Extracted information:

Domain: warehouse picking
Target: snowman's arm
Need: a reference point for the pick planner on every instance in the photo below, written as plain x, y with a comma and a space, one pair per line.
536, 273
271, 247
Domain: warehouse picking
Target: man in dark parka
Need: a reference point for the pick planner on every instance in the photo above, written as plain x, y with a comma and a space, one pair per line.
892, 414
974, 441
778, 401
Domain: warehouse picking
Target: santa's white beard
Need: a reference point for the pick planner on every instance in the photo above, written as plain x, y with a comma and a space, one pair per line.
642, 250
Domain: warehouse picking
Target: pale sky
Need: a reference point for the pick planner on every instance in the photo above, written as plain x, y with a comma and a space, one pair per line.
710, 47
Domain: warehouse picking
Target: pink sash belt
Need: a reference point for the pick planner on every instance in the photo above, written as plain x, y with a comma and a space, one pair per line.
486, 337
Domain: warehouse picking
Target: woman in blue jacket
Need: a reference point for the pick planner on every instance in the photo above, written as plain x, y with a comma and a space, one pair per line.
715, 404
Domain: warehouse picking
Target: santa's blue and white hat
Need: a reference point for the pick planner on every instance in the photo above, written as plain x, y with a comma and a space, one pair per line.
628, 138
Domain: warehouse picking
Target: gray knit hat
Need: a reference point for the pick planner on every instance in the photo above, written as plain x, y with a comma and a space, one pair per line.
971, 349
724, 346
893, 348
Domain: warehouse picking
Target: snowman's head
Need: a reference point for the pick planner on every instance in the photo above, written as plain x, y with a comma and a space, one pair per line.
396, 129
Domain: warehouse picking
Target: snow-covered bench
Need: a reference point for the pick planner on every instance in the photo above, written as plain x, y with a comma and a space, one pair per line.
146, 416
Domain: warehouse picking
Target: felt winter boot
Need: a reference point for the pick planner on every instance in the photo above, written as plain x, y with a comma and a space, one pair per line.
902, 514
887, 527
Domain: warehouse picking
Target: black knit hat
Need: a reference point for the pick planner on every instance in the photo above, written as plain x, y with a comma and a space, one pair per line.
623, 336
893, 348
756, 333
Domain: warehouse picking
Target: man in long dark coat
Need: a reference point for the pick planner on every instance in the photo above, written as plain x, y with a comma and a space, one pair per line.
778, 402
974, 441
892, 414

Written problem:
Show every line of the records above that contains the word "santa".

Exercise output:
Target: santa's white beard
Target: santa's blue and white hat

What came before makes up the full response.